* begin Exercise inputs *

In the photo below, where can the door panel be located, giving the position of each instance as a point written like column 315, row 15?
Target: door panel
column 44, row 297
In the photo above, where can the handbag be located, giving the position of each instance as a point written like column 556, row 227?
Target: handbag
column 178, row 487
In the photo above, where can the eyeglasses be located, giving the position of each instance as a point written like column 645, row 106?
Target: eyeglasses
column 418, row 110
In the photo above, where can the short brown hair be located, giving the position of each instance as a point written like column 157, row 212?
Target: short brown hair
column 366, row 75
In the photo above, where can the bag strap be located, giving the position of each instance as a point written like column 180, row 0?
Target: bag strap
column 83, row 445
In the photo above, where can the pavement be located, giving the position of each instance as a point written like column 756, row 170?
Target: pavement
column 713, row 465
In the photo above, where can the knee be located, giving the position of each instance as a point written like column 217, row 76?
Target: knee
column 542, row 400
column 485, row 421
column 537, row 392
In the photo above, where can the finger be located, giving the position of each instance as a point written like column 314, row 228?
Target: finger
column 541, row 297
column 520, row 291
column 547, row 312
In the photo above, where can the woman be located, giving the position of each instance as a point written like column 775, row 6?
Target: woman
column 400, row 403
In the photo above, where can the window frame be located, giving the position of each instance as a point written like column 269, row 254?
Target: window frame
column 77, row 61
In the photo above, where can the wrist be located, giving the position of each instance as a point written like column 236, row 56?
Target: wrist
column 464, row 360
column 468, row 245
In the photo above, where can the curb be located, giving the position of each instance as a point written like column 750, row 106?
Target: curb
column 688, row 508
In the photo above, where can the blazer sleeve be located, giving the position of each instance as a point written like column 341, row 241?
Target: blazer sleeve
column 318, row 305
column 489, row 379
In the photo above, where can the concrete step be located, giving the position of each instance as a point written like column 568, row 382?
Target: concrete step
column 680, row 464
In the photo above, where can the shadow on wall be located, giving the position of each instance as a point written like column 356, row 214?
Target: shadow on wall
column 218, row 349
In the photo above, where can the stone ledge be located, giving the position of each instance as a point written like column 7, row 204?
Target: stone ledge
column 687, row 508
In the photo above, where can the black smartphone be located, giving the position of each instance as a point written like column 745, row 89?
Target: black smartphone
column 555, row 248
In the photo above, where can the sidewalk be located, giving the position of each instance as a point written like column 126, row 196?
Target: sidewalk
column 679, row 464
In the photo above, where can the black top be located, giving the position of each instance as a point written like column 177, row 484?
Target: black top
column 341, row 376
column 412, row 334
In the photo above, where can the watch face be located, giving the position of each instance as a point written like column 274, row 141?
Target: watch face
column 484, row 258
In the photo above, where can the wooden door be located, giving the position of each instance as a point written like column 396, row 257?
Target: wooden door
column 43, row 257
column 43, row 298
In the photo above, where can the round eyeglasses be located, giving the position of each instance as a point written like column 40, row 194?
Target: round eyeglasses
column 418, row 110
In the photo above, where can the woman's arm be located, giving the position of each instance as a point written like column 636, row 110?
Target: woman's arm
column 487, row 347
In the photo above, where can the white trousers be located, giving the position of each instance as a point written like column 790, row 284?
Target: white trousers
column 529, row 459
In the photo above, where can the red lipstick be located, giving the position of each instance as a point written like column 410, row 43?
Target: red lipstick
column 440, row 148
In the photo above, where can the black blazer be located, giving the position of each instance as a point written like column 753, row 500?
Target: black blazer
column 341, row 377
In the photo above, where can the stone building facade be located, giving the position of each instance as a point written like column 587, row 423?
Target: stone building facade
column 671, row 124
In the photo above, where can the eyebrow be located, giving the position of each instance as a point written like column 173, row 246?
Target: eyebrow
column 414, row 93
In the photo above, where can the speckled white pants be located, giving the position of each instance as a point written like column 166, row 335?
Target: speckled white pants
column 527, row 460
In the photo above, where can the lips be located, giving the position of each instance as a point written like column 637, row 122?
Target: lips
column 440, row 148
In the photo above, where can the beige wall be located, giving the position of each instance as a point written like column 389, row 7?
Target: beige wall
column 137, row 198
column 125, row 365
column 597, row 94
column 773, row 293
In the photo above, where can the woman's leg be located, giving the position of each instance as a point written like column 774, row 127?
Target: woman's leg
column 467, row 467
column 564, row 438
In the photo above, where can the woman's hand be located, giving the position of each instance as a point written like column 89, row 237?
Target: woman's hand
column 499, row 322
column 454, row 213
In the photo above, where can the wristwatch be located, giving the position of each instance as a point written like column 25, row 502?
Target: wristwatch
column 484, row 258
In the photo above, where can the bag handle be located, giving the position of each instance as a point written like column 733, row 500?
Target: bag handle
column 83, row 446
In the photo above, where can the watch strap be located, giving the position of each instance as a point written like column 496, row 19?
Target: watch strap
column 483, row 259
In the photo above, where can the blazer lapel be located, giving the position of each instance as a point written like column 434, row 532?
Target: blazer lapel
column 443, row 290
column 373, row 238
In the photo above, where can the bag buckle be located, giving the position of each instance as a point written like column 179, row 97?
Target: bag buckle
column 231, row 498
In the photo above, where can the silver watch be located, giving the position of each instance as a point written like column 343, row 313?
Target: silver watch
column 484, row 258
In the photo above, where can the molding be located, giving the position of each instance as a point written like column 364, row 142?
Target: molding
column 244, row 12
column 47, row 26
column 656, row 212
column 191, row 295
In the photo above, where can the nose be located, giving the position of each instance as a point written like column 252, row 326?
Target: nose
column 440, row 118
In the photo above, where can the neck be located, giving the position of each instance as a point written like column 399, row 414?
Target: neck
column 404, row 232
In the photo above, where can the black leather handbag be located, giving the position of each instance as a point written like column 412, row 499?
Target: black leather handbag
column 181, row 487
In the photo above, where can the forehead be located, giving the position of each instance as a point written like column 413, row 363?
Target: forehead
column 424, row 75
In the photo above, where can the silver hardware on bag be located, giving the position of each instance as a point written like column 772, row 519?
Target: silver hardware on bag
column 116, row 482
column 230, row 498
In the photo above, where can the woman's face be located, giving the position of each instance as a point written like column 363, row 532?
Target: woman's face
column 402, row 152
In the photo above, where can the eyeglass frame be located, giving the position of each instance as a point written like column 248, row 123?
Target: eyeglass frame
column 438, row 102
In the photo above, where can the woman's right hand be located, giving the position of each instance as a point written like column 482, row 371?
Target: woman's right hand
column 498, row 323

* end Exercise inputs *

> Work required:
Could you copy all of the data above line for line, without changing a single character?

> The output:
In the photo below, where can the door panel be located, giving the position of each instance as a point written like column 315, row 15?
Target: door panel
column 44, row 297
In the photo above, where can the handbag be located, giving the position of each instance as a point written like column 556, row 227?
Target: handbag
column 178, row 487
In the photo above, where can the eyeglasses be located, giving the position of each instance as a point written like column 645, row 106?
Target: eyeglasses
column 418, row 110
In the photo above, where can the short brown hair be located, giving the position of each instance as a point written like column 157, row 212?
Target: short brown hair
column 366, row 75
In the photo above, where can the bag strap be located, giving the position of each instance as a point written like column 180, row 0?
Target: bag strap
column 83, row 445
In the photo above, where can the pavement be located, giving the position of each instance as a point written like column 756, row 170?
Target: pavement
column 713, row 465
In the photo above, where can the knee be located, giving the position of each instance as a point written like column 217, row 76?
Target: knee
column 542, row 400
column 485, row 421
column 537, row 392
In the photo above, where can the finger be located, giving the position of each instance as a point written like column 314, row 228?
Target: finger
column 541, row 297
column 520, row 291
column 547, row 312
In the photo above, where can the woman be located, giving the position of each instance as a point written like column 775, row 6?
Target: woman
column 400, row 403
In the photo above, where can the window frame be located, giving the position of each instance as a point written like column 269, row 254?
Target: window frame
column 77, row 61
In the photo above, where can the wrist be located, giving the position of each instance as a point written like column 236, row 56?
Target: wrist
column 464, row 360
column 468, row 245
In the photo above, where can the curb be located, giving the position of each instance as a point written like column 750, row 106?
Target: curb
column 688, row 508
In the photo above, where can the blazer sleeve be located, giving the position of each instance as a point written like column 341, row 241?
Target: blazer sleeve
column 318, row 305
column 489, row 379
In the photo above, where can the concrete step be located, giving the position of each instance as a point written like column 568, row 382?
Target: concrete step
column 680, row 464
In the photo above, where can the shadow on wall be located, giving the position of each instance as a point written like column 356, row 214?
Target: shadow on wall
column 218, row 349
In the photo above, where can the stone ledge be located, giving the position of each instance as a point written like column 7, row 204?
Target: stone ledge
column 687, row 508
In the photo above, where can the black smartphone be located, giving the position of each instance as a point written like column 745, row 89?
Target: black smartphone
column 555, row 248
In the photo above, where can the sidewalk be located, giving the position of each instance as a point written like column 126, row 196?
Target: sidewalk
column 679, row 464
In the photo above, where can the black top be located, giving the position of each instance as a point written like column 177, row 484?
Target: black top
column 341, row 376
column 412, row 334
In the photo above, where can the watch face be located, giving the position of each instance as a point written like column 274, row 141?
Target: watch face
column 484, row 258
In the photo above, where can the wooden door be located, giving the position of each instance as a point written like column 396, row 257?
Target: wooden door
column 43, row 257
column 43, row 298
In the photo above, where can the round eyeglasses be located, giving the position of each instance as a point written like column 40, row 194?
Target: round eyeglasses
column 418, row 110
In the photo above, where can the woman's arm be located, giving the position of each instance as a point written like column 636, row 110?
Target: woman's arm
column 487, row 347
In the photo above, where can the white trousers be located, giving the position of each instance as a point written like column 790, row 284?
Target: white trousers
column 529, row 459
In the photo above, where can the red lipstick be located, giving the position of each instance as a point written like column 410, row 43?
Target: red lipstick
column 440, row 148
In the photo above, where can the black blazer be located, giving the position of each instance as a point written like column 753, row 500?
Target: black blazer
column 341, row 377
In the photo above, where can the stone building facade be located, giving the position of each instance as a point written like column 587, row 423?
Target: stone building facade
column 671, row 124
In the photo above, where can the eyebrow be located, giving the position of each instance as a point written like column 173, row 246?
Target: eyebrow
column 414, row 93
In the photo above, where can the speckled white pants be located, giving the position of each instance as a point written like column 166, row 335?
Target: speckled white pants
column 527, row 460
In the photo above, where can the lips be located, giving the position of each instance as a point written like column 637, row 122?
Target: lips
column 440, row 148
In the photo above, where can the beige wall be located, giving the position of each instance as a point written like column 389, row 7?
Target: beige wall
column 137, row 198
column 125, row 365
column 597, row 94
column 773, row 293
In the photo above, where can the woman's leg be located, giving the position of each instance as a point written like column 774, row 127?
Target: woman's leg
column 467, row 467
column 564, row 438
In the photo above, where can the woman's hand be located, giving the position of each instance as a point written like column 89, row 237?
Target: woman's hand
column 499, row 322
column 454, row 213
In the photo above, where can the wristwatch be located, giving the position of each instance as a point written like column 25, row 502?
Target: wristwatch
column 484, row 258
In the photo above, where can the bag handle be located, giving the position of each instance as a point written like column 733, row 500?
Target: bag handle
column 83, row 446
In the photo above, where can the watch strap be located, giving the position of each instance as a point written like column 496, row 19?
Target: watch strap
column 483, row 259
In the photo above, where can the blazer lapel be located, giving the position of each instance as a point written like column 434, row 532?
Target: blazer lapel
column 443, row 290
column 373, row 238
In the photo above, where can the bag buckle be located, giving the position of each instance as a point written like column 179, row 97?
Target: bag buckle
column 231, row 498
In the photo above, where can the silver watch be located, giving the position of each instance as a point written like column 343, row 313?
Target: silver watch
column 484, row 258
In the photo above, where can the molding be located, giving the position of each instance as a point written like column 364, row 142?
Target: molding
column 244, row 12
column 47, row 26
column 656, row 212
column 191, row 295
In the photo above, where can the nose be located, giving the position of each instance as a point written like column 252, row 326?
Target: nose
column 440, row 118
In the photo above, where can the neck be located, giving the position of each instance as a point written like column 399, row 414?
Target: neck
column 404, row 232
In the photo above, where can the black leather handbag be located, giving the position of each instance as a point written like column 412, row 499?
Target: black leather handbag
column 181, row 487
In the photo above, where can the forehead be located, giving the position of each instance as a point written like column 413, row 363?
Target: forehead
column 424, row 75
In the photo above, where can the silver hardware on bag be located, giving the position of each instance as a point written like column 772, row 519?
Target: silver hardware on bag
column 116, row 482
column 230, row 498
In the photo above, where can the woman's face be located, giving the position of each instance as a point written like column 363, row 532?
Target: woman's face
column 402, row 152
In the photo above, where can the eyeglass frame be located, giving the position of each instance as a point written like column 248, row 123?
Target: eyeglass frame
column 438, row 102
In the photo above, where can the woman's right hand be located, giving the position of each instance as a point written like column 482, row 371?
Target: woman's right hand
column 498, row 323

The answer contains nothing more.